--- Begin EXTRACT PROVIDED ---

[mpich-discuss] How to use non-blocking send/receive without calling MPI_Wait

Jeff Hammond jeff.science at gmail.com
Tue Apr 7 10:14:10 CDT 2015


I don't expect MPI to make async progress on Ethernet unless you have a
comm thread in MPI poking the network.  In MPICH, you would use
MPICH_ASYNC_PROGRESS=1.  There is something similar in Intel MPI, but I do
not know the same of the environment variable (this may be ironic, given I
work for Intel, but such is life).

Your solution with OpenMP of dedicating a comm thread makes sense.  I'd
make thread 0 the comm thread and let the rest of the threads compute,
since this might have some advantages relative to NUNA or thread migration,
but it's probably not a significant effect on most platforms.  Also, this
is technically required for using MPI_THREAD_FUNNELED, but I know of no
implementation where it actually matters.

--- End EXTRACT PROVIDED ---

YOUR INSTRUCTIONS:
Answer these questions about the post on MPI asynchronous progress:
(a) Which environment variable setting does the post give for MPICH?
(b) On what kind of network does the writer not expect MPI to make asynchronous progress without a comm thread?
(c) Which thread does the writer suggest making the comm thread?
The entries after this point are not needed.

--- Begin DATA LINES ---

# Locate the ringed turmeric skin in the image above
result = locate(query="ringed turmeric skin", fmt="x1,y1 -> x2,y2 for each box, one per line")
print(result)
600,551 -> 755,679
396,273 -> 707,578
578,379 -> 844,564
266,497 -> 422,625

--- End DATA LINES ---

EXERCISE OUTPUT:
(a) MPICH_ASYNC_PROGRESS=1
(b) Ethernet
(c) Thread 0